▶ [Written request 1]:
In the passage below on Rouhani and Iran's diplomacy, rewrite the paragraph beginning "Before that happens" as a short bulleted list that keeps its main facts.
▶ [Written request 2]:
For the passage below on Rouhani and Iran's diplomacy, decide whether each statement agrees with it, answering yes or no and quoting the deciding words: (a) Khamenei gave his speech on 5 October at Shahid Sattari University. (b) Executives at BP said they would be interested in returning to Iran. (c) A comprehensive deal was expected within a few weeks.
▶ [Written request 3]:
According to the passage below on Rouhani and Iran's diplomacy, on what date did Rouhani and Obama speak by phone?

▶ [Document section]:
------------------------------------

To make sure these are more than fleeting gains, movement will of course be required on the nuclear issue, and Rouhani’s ability to deliver change on this policy remains uncertain. There is still considerable pressure within Iran not to bow to US demands and the views that will really count are those of Supreme Leader Ayatollah Ali Khamenei. In a speech to graduating army cadets at Shahid Sattari University on 5 October, Khamenei made a thinly veiled criticism of the phone call between Rouhani and Obama that had taken place on 27 September while the Iranian president was in New York for the UN General Assembly.
“We support what our administration does and its diplomatic efforts and dynamism in this arena,” Khamenei said. “Of course, in our opinion, some of the things that happened in New York were not appropriate, but we are optimistic about the diplomatic team of our dear nation and about our diligent administration. However, we are pessimistic about the Americans... It is an arrogant, unreasonable and untrustworthy government.”
On the other side of the negotiating table, some US politicians have continued to threaten more sanctions and Israel has been trying to ensure that its allies in the US and Europe do not get overexcited by what it sees as nothing more than an empty charm offensive by Tehran.
Nonetheless, the diplomatic mood in the run-up to the meeting between Iran and the six major international powers (known as the P5+1) in Geneva on 15 and 16 October was more positive than usual. Any comprehensive deal is likely to take months rather days or weeks to arrange, but there is at least a sense of momentum that has been missing from these exchanges for many years.
That is encouraging major international oil companies to consider returning to Iran if the opportunity arises. Executives at Shell and Total have been quoted in recent weeks as saying they would be interested in reviving their interest in Iran if possible.
Before that happens, the economy could get a boost from another group. Rouhani’s government is thought to be keen to persuade Iranians living abroad to repatriate their wealth and invest in the economy. It would provide a further endorsement of his new approach, although it could also antagonise some groups within Iran who are keen to protect their privileged positions in what has been a dysfunctional economy. Rouhani may yet find that deft negotiating skills are just as essential in the domestic environment as in the international arena.

------------------------------------

▶ [Provided information]:
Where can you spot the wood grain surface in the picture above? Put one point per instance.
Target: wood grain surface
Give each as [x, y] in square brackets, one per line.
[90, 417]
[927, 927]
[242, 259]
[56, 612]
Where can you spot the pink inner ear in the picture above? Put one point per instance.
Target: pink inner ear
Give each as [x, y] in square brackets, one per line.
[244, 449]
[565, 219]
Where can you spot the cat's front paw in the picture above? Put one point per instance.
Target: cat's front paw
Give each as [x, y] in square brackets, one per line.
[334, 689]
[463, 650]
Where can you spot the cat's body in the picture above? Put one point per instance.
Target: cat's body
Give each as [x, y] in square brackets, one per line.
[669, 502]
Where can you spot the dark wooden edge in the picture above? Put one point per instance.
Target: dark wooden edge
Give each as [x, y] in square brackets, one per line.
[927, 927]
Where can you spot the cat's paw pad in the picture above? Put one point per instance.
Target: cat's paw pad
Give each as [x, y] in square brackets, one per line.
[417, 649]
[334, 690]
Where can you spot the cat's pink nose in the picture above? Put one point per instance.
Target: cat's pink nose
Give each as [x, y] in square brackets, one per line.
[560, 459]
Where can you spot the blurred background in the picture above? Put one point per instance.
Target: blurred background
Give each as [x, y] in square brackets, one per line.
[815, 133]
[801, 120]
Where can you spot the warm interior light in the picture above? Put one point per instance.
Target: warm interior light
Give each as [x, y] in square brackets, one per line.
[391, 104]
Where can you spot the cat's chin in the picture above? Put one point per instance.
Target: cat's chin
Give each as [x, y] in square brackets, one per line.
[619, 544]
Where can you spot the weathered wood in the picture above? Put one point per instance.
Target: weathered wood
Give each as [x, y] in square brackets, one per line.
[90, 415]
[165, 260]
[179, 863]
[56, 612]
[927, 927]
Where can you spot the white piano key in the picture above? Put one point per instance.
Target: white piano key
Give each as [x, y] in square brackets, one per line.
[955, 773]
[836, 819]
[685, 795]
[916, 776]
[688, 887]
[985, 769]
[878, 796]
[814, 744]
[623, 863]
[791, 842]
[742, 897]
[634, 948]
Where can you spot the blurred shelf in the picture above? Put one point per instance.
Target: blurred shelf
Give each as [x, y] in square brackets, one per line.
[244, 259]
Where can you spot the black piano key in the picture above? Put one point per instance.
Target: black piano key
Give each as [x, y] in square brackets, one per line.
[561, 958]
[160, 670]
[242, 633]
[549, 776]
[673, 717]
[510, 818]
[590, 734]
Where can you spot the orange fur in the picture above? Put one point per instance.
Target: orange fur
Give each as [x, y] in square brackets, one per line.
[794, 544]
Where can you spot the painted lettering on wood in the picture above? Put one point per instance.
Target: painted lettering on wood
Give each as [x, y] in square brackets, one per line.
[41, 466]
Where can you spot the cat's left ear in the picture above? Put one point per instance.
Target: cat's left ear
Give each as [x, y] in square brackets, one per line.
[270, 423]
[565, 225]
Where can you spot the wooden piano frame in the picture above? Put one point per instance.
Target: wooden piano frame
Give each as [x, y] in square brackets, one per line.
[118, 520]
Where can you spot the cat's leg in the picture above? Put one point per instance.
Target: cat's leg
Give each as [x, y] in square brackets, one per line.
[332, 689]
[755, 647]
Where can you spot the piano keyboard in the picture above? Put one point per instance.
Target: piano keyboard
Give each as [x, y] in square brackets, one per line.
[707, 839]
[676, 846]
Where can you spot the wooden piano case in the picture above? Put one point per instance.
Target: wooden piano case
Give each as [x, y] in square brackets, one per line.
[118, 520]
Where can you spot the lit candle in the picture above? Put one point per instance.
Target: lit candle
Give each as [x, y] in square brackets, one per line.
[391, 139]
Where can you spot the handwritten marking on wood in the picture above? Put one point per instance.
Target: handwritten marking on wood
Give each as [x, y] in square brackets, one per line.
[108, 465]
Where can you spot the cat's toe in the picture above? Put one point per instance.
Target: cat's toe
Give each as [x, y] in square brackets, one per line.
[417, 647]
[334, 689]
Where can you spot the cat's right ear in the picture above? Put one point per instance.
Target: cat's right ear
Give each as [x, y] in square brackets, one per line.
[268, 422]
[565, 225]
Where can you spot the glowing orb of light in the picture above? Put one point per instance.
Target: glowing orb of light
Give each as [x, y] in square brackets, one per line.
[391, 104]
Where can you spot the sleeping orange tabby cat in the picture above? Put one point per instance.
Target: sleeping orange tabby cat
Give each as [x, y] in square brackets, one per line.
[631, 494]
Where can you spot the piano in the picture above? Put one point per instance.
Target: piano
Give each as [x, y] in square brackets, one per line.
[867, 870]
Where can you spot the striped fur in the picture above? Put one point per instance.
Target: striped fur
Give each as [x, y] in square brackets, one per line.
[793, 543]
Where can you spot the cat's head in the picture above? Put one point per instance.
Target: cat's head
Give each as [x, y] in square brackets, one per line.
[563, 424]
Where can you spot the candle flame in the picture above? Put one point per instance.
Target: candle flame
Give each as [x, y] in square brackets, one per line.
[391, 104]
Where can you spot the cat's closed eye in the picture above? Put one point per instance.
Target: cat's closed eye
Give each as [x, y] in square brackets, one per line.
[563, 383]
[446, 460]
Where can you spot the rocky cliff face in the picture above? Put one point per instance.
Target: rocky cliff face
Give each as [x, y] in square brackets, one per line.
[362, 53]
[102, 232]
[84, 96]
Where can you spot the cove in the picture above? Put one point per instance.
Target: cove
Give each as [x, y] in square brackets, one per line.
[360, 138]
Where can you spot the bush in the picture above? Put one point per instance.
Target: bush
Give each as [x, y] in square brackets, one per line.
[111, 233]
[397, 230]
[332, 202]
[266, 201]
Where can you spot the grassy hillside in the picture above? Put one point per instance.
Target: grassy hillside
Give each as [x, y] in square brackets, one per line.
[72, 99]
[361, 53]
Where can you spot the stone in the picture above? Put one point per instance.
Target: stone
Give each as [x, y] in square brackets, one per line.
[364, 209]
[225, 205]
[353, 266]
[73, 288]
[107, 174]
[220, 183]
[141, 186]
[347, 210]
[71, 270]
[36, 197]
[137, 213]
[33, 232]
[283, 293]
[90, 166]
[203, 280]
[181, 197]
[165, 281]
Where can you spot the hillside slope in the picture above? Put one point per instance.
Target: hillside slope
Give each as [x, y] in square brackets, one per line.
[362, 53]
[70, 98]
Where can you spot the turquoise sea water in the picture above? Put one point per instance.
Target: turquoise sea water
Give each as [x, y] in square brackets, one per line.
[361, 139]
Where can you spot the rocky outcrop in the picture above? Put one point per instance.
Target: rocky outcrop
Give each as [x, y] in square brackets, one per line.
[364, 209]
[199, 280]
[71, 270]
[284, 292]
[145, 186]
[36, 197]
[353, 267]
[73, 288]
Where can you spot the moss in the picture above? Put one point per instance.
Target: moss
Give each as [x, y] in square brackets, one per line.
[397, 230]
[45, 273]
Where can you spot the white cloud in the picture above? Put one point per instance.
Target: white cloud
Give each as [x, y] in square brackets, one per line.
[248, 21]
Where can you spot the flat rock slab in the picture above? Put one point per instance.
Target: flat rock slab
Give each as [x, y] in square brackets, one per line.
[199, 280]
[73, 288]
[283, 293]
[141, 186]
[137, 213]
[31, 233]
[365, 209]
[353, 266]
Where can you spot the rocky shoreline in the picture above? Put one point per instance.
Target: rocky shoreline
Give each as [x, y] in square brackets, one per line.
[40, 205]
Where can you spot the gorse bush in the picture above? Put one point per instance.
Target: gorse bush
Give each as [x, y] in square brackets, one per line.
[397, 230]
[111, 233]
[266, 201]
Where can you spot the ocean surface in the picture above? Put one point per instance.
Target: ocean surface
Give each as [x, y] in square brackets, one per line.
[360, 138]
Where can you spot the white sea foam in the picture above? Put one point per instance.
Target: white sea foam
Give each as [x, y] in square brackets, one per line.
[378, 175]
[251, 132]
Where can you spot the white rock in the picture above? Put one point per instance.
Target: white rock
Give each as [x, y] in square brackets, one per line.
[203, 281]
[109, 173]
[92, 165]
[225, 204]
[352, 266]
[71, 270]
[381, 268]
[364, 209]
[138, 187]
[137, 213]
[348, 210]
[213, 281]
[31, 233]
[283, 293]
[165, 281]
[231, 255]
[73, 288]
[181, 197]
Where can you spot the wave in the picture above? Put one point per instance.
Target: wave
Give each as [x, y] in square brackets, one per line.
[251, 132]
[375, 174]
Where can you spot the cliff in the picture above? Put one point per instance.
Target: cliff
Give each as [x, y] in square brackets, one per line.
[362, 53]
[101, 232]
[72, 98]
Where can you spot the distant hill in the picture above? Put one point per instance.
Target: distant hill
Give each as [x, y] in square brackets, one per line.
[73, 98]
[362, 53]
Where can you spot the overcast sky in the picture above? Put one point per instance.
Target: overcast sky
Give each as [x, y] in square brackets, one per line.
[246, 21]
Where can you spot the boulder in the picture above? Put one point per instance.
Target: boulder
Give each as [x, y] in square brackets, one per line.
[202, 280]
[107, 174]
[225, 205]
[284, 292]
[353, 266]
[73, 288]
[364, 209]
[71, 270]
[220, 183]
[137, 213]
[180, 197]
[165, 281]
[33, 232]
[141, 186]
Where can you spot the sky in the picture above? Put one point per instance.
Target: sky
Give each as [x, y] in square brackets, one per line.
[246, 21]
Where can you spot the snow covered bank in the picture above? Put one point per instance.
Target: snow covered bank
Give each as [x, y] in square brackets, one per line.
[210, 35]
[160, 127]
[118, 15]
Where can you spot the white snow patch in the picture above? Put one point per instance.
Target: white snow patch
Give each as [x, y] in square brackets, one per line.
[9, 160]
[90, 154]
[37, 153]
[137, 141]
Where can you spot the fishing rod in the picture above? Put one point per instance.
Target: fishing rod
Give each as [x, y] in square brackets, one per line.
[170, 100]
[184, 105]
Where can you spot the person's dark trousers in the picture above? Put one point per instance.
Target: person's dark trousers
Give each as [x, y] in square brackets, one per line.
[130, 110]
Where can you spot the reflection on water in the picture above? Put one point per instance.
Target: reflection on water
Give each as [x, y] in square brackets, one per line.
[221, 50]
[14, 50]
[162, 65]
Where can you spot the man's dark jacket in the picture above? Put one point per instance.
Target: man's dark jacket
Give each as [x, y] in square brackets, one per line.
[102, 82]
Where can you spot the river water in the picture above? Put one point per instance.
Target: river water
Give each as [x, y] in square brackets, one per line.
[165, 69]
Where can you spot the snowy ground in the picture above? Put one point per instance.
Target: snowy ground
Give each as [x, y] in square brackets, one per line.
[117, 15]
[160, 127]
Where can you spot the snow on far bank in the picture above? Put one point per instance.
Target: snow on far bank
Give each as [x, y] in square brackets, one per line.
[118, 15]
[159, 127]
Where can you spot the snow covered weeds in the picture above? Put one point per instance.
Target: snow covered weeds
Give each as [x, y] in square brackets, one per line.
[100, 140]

------------------------------------

▶ [Full solution 1]:
- The economy could get a boost from another group before the oil companies return.
- Rouhani's government is thought to want Iranians living abroad to bring their wealth home and invest in the economy.
- This would further endorse his new approach.
- It could also antagonize groups inside Iran that want to protect their privileged positions in a dysfunctional economy.
- Rouhani may need deft negotiating skills at home as much as abroad.

▶ [Full solution 2]:
(a) Yes: "In a speech to graduating army cadets at Shahid Sattari University on 5 October"
(b) No: "Executives at Shell and Total have been quoted in recent weeks as saying they would be interested in reviving their interest in Iran if possible."
(c) No: "Any comprehensive deal is likely to take months rather days or weeks to arrange"

▶ [Full solution 3]:
On 27 September, while Rouhani was in New York for the UN General Assembly.